The task:
Write out everything from the start of the items down to the line containing "581 259 613 286", both ends included. Multiply each bounding-box coordinate by 0.85 and round it to a whole number, rounding halves up, and leave all other text unchanged.

(Dataset excerpt)
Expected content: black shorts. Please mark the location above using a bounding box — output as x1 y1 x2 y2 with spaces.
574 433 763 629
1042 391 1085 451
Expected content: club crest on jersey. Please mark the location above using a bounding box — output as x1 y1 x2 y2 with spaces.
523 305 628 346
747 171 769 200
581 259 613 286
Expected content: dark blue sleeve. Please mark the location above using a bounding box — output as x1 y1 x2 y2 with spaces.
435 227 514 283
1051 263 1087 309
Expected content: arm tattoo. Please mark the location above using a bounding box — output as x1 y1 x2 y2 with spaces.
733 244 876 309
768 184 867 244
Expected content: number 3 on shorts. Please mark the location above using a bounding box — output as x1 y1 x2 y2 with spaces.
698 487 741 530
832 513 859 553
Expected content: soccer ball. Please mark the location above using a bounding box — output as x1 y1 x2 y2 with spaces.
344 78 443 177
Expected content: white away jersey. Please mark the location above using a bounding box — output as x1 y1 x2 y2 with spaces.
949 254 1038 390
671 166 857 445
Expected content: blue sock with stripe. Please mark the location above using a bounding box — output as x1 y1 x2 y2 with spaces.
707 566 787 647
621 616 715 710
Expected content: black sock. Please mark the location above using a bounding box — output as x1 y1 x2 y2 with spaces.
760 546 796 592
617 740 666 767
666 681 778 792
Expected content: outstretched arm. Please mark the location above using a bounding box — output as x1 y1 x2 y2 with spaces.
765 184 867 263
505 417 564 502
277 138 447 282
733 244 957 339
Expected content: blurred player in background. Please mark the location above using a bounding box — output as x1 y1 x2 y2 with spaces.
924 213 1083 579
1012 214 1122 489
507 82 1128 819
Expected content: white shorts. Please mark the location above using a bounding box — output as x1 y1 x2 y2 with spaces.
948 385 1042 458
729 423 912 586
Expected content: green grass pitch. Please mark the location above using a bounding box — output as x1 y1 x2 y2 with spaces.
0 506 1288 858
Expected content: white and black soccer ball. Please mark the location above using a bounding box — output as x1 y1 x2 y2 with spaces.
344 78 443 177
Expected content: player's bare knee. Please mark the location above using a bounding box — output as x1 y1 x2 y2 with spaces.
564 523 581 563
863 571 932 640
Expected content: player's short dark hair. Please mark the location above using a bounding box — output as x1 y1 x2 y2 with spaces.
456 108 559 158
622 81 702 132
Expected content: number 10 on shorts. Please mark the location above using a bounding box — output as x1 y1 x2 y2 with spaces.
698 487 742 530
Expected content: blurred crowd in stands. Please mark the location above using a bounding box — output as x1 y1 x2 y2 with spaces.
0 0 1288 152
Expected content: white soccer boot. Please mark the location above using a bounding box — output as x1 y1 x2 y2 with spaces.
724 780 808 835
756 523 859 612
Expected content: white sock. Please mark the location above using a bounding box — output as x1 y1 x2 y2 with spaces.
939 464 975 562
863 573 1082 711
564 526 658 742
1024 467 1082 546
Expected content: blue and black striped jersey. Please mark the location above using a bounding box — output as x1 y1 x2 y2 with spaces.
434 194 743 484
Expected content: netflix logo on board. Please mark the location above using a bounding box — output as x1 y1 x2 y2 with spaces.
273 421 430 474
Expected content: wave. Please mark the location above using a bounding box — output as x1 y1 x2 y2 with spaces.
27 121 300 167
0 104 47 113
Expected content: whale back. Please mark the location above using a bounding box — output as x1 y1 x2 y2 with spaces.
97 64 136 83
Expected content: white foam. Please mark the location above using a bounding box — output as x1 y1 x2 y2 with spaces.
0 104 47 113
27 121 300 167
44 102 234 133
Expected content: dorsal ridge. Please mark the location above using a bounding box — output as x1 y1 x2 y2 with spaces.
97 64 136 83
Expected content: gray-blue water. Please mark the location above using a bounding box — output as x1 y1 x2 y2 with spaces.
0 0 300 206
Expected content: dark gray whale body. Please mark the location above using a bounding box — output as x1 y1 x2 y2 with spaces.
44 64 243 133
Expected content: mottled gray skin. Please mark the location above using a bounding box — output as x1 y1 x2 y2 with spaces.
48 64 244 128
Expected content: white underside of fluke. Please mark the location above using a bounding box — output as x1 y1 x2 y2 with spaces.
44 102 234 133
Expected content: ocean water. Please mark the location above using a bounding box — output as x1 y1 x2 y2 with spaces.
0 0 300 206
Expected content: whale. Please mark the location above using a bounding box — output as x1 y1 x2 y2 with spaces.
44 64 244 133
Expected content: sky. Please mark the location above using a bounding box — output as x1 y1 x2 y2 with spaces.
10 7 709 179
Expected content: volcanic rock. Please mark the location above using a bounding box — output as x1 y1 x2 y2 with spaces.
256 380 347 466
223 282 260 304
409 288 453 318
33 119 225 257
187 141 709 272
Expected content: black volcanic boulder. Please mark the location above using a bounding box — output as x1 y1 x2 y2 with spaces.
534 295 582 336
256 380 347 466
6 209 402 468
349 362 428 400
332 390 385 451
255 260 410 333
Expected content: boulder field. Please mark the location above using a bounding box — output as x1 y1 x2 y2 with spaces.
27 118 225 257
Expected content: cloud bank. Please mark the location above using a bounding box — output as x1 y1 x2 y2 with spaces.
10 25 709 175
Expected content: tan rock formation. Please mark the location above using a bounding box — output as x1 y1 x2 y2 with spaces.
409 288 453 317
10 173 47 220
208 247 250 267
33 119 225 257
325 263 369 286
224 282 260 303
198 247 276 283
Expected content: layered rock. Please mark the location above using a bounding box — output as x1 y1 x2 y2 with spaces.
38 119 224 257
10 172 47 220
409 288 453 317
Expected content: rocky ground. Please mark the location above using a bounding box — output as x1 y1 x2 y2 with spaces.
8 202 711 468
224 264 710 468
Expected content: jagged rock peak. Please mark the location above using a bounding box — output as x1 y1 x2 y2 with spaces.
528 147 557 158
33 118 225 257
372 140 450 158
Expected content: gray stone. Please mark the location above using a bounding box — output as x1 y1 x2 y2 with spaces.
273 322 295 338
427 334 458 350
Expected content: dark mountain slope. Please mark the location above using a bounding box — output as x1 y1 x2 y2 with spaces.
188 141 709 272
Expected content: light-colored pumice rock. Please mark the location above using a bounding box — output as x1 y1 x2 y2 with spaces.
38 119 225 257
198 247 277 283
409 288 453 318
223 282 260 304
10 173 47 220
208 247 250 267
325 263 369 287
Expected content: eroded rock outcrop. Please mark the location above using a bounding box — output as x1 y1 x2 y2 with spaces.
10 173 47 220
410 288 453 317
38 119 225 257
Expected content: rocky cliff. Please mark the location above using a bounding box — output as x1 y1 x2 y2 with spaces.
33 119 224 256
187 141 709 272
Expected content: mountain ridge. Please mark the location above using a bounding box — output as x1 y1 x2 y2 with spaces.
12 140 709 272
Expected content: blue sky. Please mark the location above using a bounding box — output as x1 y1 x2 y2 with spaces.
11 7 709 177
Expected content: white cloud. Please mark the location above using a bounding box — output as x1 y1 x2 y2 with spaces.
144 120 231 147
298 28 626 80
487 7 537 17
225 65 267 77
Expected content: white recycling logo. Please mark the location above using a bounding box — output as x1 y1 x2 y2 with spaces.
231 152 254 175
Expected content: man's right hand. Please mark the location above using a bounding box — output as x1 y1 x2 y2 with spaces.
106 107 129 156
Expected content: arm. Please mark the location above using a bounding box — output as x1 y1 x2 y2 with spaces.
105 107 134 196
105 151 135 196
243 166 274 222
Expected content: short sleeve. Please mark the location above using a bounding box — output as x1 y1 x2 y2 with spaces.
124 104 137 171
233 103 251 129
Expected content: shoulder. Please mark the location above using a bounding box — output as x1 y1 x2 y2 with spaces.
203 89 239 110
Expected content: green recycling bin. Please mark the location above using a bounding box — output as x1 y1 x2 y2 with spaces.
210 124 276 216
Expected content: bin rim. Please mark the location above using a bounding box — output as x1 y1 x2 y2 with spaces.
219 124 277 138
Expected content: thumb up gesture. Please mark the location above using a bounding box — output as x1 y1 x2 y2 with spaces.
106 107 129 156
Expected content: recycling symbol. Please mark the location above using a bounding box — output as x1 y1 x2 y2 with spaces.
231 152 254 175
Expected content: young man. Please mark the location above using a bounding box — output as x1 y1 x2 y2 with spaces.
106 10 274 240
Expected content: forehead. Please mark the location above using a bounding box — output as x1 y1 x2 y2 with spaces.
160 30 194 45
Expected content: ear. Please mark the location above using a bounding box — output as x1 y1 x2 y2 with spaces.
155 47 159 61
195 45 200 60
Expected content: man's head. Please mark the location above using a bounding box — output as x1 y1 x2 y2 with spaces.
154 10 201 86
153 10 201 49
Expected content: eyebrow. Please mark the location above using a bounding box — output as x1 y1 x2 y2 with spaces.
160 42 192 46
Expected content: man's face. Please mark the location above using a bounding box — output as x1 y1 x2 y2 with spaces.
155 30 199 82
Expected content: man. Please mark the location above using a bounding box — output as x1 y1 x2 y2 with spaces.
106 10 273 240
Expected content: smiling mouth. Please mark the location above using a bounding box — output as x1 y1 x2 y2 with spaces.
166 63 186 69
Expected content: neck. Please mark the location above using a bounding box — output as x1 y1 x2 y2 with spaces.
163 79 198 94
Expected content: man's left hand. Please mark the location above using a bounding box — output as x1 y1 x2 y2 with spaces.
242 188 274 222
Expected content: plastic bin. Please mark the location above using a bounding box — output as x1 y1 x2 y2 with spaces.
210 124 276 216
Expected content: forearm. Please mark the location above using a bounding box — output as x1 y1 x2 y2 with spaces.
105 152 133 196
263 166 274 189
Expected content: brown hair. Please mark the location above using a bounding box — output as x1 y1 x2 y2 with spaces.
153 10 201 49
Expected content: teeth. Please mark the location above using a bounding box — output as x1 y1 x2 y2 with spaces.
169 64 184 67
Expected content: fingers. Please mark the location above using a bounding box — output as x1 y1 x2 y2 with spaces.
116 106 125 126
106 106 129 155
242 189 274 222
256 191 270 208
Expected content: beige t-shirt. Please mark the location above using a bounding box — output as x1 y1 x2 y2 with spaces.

Answer to the task:
Expected content: black shorts. Please mark the location above using a bounding box — output as x1 y1 x2 y2 with spaces.
488 368 649 535
886 332 922 383
Expected content: club crest on jersey. Please mark the location above using a bounding box — output as x1 y1 x2 y2 with spaces.
445 259 534 294
635 145 654 170
494 220 521 243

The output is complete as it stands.